Stated goal: Write out all of the records precisely. Skip anything that is a picture.

— begin Data for this task —

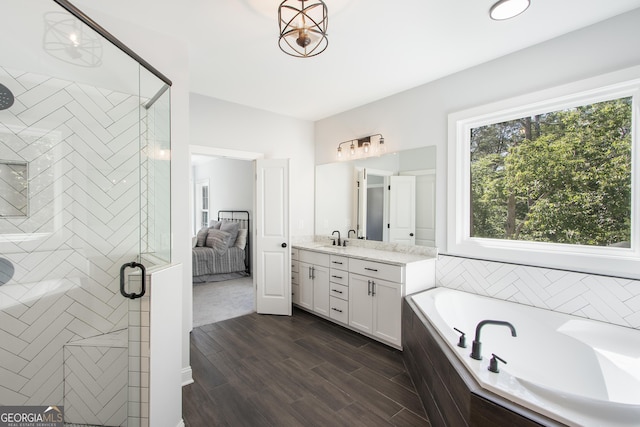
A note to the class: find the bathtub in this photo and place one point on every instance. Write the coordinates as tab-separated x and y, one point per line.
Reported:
576	371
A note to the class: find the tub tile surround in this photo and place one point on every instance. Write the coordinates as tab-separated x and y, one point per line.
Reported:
607	299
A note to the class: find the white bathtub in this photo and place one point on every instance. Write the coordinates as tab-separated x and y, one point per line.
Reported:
577	371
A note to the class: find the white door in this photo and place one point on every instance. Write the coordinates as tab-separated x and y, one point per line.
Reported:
273	252
402	210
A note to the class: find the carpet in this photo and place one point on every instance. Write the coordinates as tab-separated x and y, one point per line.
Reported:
216	301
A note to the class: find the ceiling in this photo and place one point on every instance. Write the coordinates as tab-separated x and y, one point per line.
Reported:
376	47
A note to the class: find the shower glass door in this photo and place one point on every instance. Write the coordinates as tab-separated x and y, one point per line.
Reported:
84	191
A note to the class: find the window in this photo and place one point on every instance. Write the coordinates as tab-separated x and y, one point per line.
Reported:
205	206
201	204
560	177
547	180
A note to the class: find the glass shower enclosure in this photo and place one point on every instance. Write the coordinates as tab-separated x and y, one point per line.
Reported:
84	213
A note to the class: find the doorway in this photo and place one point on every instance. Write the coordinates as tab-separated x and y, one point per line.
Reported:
221	181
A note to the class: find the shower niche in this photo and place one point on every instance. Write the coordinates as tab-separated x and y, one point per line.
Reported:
14	189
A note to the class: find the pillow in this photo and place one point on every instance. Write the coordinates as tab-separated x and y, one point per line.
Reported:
241	240
202	236
231	228
218	240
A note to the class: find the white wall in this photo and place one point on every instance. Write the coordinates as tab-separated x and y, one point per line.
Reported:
418	117
220	124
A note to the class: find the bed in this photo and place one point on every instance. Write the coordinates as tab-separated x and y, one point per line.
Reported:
222	250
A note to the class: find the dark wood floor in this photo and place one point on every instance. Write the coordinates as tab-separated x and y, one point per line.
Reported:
258	370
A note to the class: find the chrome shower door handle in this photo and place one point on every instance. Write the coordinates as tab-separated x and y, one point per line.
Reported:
143	280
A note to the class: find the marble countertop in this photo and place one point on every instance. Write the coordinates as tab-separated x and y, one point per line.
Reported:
368	254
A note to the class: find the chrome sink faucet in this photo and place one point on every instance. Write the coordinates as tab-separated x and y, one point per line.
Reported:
339	242
476	352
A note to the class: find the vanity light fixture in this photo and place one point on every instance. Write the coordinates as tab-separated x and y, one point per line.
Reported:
507	9
363	147
303	27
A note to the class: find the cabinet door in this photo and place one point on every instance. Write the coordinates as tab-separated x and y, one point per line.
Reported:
306	286
295	293
387	311
360	303
321	290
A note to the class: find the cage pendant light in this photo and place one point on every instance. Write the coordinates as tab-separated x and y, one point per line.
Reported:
303	27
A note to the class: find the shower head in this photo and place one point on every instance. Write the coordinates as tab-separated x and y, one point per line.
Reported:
6	97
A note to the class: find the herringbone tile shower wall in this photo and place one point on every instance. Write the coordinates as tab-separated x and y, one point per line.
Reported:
81	144
608	299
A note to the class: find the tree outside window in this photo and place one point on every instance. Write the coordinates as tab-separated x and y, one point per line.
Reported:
558	177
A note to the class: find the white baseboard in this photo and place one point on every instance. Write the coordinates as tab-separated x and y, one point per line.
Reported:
187	376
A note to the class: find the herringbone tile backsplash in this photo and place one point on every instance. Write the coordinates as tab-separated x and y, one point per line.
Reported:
608	299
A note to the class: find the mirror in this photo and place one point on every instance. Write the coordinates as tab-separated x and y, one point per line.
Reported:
373	211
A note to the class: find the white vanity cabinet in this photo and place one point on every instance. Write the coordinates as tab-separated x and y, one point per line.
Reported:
313	277
339	289
375	304
295	274
360	288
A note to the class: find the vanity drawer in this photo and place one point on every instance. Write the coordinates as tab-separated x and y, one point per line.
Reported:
339	276
339	310
339	291
315	258
378	270
339	262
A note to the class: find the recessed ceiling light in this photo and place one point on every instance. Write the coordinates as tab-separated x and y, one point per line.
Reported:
506	9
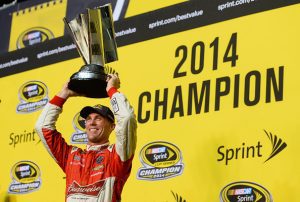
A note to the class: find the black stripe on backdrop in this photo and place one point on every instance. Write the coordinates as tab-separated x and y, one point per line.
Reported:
188	15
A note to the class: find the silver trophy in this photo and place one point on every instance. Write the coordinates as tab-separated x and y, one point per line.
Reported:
94	36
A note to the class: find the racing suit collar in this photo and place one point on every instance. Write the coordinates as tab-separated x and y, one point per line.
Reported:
96	147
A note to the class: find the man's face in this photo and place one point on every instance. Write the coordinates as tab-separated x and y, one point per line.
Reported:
98	129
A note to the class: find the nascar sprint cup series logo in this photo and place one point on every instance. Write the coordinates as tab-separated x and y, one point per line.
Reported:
33	36
25	178
245	191
79	136
33	96
161	160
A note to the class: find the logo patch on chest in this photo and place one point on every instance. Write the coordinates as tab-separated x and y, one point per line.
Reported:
99	159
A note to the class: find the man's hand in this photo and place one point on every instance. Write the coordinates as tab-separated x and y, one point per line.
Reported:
112	81
66	92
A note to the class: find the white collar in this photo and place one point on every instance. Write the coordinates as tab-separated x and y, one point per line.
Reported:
96	147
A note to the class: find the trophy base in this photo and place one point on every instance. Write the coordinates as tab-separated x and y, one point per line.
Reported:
90	81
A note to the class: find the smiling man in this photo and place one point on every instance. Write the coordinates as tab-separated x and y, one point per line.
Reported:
99	172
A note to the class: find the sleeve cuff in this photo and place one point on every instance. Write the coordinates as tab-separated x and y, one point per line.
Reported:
112	91
58	101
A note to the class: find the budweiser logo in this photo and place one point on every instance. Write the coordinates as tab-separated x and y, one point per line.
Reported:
91	189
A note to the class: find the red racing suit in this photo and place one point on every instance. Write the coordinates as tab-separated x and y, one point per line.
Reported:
97	173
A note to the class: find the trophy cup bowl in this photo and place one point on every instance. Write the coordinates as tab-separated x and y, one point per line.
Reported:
94	36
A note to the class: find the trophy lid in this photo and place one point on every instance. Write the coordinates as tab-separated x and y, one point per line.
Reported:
90	81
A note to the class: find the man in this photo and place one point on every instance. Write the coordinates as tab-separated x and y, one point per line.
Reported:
99	172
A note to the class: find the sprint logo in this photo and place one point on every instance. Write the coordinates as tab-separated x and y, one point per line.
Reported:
228	154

— end Data for this task —

Written answer:
A note to the class: find the bathtub in this photo and place one point on every instance. Write the coordinates as tab-separated x and y, one point per line.
Reported:
576	371
A note to the class: find the tub tile surround in this photo and place one point on every instance. Write the coordinates as tab-separated x and y, one point per line.
Reported:
607	299
A note to the class: find the white bathtub in this photo and place one point on every instance. Write the coordinates as tab-separated x and y, one point per line.
Reported:
577	371
A note to the class: find the white door in this photo and place one point on every instance. Write the coordinates as tab-separated x and y, one point per line.
Reported:
273	252
402	210
A note to the class: find the carpet in this photo and place one point on every instance. Write the coordinates as tab-separated x and y, one point per line.
Reported:
216	301
A note to the class: find the ceiling in this photo and place one point on every instance. Write the coordinates as tab-separated x and y, one point per line.
Reported:
376	47
A note to the class: find the shower glass door in this photo and place one point on every instance. Write the coordinates as tab-separated x and y, one point per line.
Reported:
84	191
A note to the class: find the window in this photo and place one point on every instance. Write the coordinates as tab-separated x and y, one point per line.
Reported:
205	206
201	204
560	177
547	180
A note to the class: find the glass shower enclosure in this photo and place one point on every instance. Write the coordinates as tab-separated x and y, one point per line.
Reported:
84	213
A note to the class: find the doorway in this photo and place one point on every instance. Write the coordinates as tab-separated x and y, one point per line.
Reported:
221	181
A note to the class: find the shower niche in this photo and place one point on every instance. Write the coordinates as tab-separated x and y, one point per line.
Reported:
14	189
A note to the class: find the pillow in this photo and place one point on every instance. Write the coordinates as tab-separated x and y, one point per line.
Reported:
241	240
202	236
231	228
218	240
A note to the class: find the white wall in this photo and place one point on every instance. Write the coordinates as tab-separated x and y, one point per line.
Reported:
418	117
220	124
A note to the class: find the bed in this photo and place one point on every instance. Write the coordinates as tab-separated x and y, one point per line.
Reported:
222	250
A note to the class: find the dark wood floor in this photo and place one point on every instance. Write the coordinates as tab-separated x and y, one point per line.
Reported:
258	370
A note to the class: find the chrome shower door handle in this photo and place one point on every instance. Write the coordinates as tab-separated x and y, one point per line.
Reported:
143	280
A note to the class: find the marble countertop in this photo and place one point on every instance. Write the coordinates as tab-separated x and y, one point per line.
Reported:
368	254
A note to the class: find the chrome sink faucet in this photo and place one point on every instance. Write the coordinates as tab-separated x and y, one point per line.
Reported:
339	242
476	352
A note to the class: find the vanity light fixture in this photo and place one point on every instance. Write the coordinates as tab-separated x and y, one point per line.
Reported:
507	9
363	147
303	27
A note to the class: find the cabinet door in this photo and place one point on every instance. Write the coordinates as tab-separated x and y, one point per line.
Reported:
306	286
295	293
387	311
360	303
321	290
A note to the class: find the cage pendant light in this photo and place one point on every instance. Write the coordinates as tab-separated x and y, one point per line.
Reported:
303	27
A note to the class: find the shower head in this photo and place one point on every instance. Write the coordinates as tab-separated x and y, one point per line.
Reported:
6	97
A note to the class: find the herringbone tile shower wall in this photo and place one point on every instance. Write the coordinates as tab-separated x and y, one point per line.
Reported:
81	144
608	299
A note to the class: find the tree outside window in this photo and place one point on every instance. Write the coordinates as tab-separated x and y, one point per line.
Reported:
558	177
A note to the class: find the white baseboard in this photo and place one point on every instance. Write the coordinates as tab-separated x and y, one point per line.
Reported:
187	376
A note to the class: find the herringbone tile backsplash in this photo and place one point on every instance. Write the coordinates as tab-separated x and y, one point per line.
Reported:
608	299
A note to the class: find the mirror in this photo and place one point on every instance. Write the coordinates as tab-separated x and y, one point per line.
Reported:
373	211
A note to the class: find the white vanity cabinet in this photo and place one point on every instance. Write the coordinates as tab-separated x and y, one point per line.
Reported:
313	277
339	289
375	304
295	274
360	288
A note to the class: find the vanity drawer in this photo and place one point on every instance. Write the coordinates as tab-separated x and y, one point per line.
Reported:
339	276
339	310
339	291
315	258
378	270
339	262
A note to the class: find the recessed ceiling light in this photo and place one point on every instance. Write the coordinates as tab-separated x and y, one point per line.
Reported:
506	9
A note to the class: find the black stripe on backdrop in this photo and place one point on every instance. Write the coordinates as tab-separated x and y, one point per line.
Reported:
188	15
A note to the class: find the silver trophy in this photo and place one point on every instance. Write the coordinates as tab-separated x and y, one point per line.
Reported:
94	36
A note to the class: find the racing suit collar in this photo and place one point on every instance. Write the coordinates as tab-separated x and y, one point per line.
Reported:
96	147
A note to the class: find the man's face in this photo and place one point on every instance. Write the coordinates as tab-separated x and y, one point per line.
Reported:
98	129
A note to the class: find the nascar sprint cup series logo in this photo and place one point on every instance. Write the coordinates as tab-separated x and y, one point per line.
Reported:
33	36
25	178
245	191
79	136
33	96
161	160
A note to the class: find the logo patch on chest in this photo and place one point on every instance. Write the coordinates as tab-separated x and y, one point per line.
Reported:
99	159
A note to the class: find the man's hand in this photo and place one point on every instance. Write the coordinates as tab-separated x and y, one point per line.
Reported:
112	81
66	92
A note to the class: find the white collar in this photo and place one point on every instance. Write the coordinates as tab-separated x and y, one point per line.
Reported:
96	147
A note to the class: find the trophy base in this photo and place one point on every instance. Write the coordinates as tab-separated x and y, one point per line.
Reported:
90	81
A note to the class: find the smiling man in this photo and place one point on every instance. Write the coordinates as tab-separated x and y, one point per line.
Reported:
99	172
A note to the class: find the sleeve cuff in this photo and place one point on every instance. Write the coordinates as tab-separated x and y, one point per line.
Reported:
112	91
58	101
A note to the class: find the budweiser logo in this photo and place one point on every instance. Write the coordinates as tab-separated x and y, one point per line.
Reported:
91	189
A note to the class: find the red racing suit in this photo and place one point on every instance. Write the coordinates as tab-separated x and y, one point per line.
Reported:
97	173
A note to the class: find the trophy cup bowl in this photo and place one point on every instance. Write the coordinates as tab-separated x and y, one point per line.
Reported:
94	36
A note to the class: find the trophy lid in this photo and place one point on every instance. Write the coordinates as tab-separated x and y, one point per line.
Reported:
90	81
A note to the class: find the man in this photo and place one point on every instance. Write the coordinates as tab-separated x and y, one point per line.
Reported:
99	172
A note to the class: find the sprint logo in this photo and place one point on every instance. Write the coordinates as tab-separated x and y, one point per line.
Reported:
228	154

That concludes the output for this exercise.